Bugünü geçtik, gelecekte yaşadığımız ülke ile ilgili yazılacak kitaplarda, araştırmalarda ve akademik çalışmalarda bile tartışma, kaos hiç bitmeyecek. Çünkü, herkes, bulunduğu zaviyeye, ideolojik kabullere göre veri üretecek ve gerçek dediğimiz şey hep ulaşılamayan bir noktada, karanlıklar ardında kalacak. Bunun nedeni, Türkiye'nin, giderek daha fazla bilinmeyen, öngörülemeyen, bilgiye ulaşılamayan, ulaşılan bilgisine de güvenilmeyen bir ülke haline dönüşmüş olması. Yasama, yürütme ve yargının hikmetinden sual olunmuyor; medya ise gerçekleri karartan dördüncü kuvvet olarak iktidarların elinde elverişli bir aparat...

Aslında verilerle ilgili ilk tartışmalı icraat milli gelir hesaplamalarıydı. 2006 yılında yöntem değiştirilmiş, bir gecede cebimizdeki para 5480 dolardan 7500 dolara çıkmış, aniden durup dururken cebimize 2020 dolar girmişti. Çok usta işi bir illüzyon sanatı ile karşı karşıya idik.

Hani derler ya, ilk düğmeyi yanlış iliklersen bütün düğmeler yanlış iliklenir. Sahiden de devamı geldi, örneğin enflasyon sepetindeki ürünler ve bunların ağırlığı duruma göre sürekli değiştirildi. Fiyatların düşük çıkarılması için iktidara yakın zincir marketlerden veri toplandı. TÜİK elemanlarının geleceği gün bu zincir marketlerde fiyatlar aşağı çekildiğini, böylece enflasyon rakamının düşük çıkması sağlandığını çok sonra öğrendik. Anımsayın, daha 9-10 gün önce maaş ve ücretlere daha az zam yapmak için ilk 6 aylık enflasyon rakamı düşük çıksın diye elektrik ve doğalgaz zammının yürürlük tarihi 1 Temmuz olarak belirlendi.
________________
** Görev A **
Metne göre milli gelir hesaplama yöntemi hangi yılda değiştirildi?
** Görev B **
Metnin "Hani derler ya, ilk" ifadesinden "Temmuz olarak belirlendi." ifadesine kadar olan kısmını hiçbir değişiklik yapmadan yazın.

** Kaynak Malzeme **
________________
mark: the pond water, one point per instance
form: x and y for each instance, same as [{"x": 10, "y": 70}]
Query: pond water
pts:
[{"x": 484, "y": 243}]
________________
** Yanıtınız A **
2006 yılında.

** Yanıtınız B **
Hani derler ya, ilk düğmeyi yanlış iliklersen bütün düğmeler yanlış iliklenir. Sahiden de devamı geldi, örneğin enflasyon sepetindeki ürünler ve bunların ağırlığı duruma göre sürekli değiştirildi. Fiyatların düşük çıkarılması için iktidara yakın zincir marketlerden veri toplandı. TÜİK elemanlarının geleceği gün bu zincir marketlerde fiyatlar aşağı çekildiğini, böylece enflasyon rakamının düşük çıkması sağlandığını çok sonra öğrendik. Anımsayın, daha 9-10 gün önce maaş ve ücretlere daha az zam yapmak için ilk 6 aylık enflasyon rakamı düşük çıksın diye elektrik ve doğalgaz zammının yürürlük tarihi 1 Temmuz olarak belirlendi.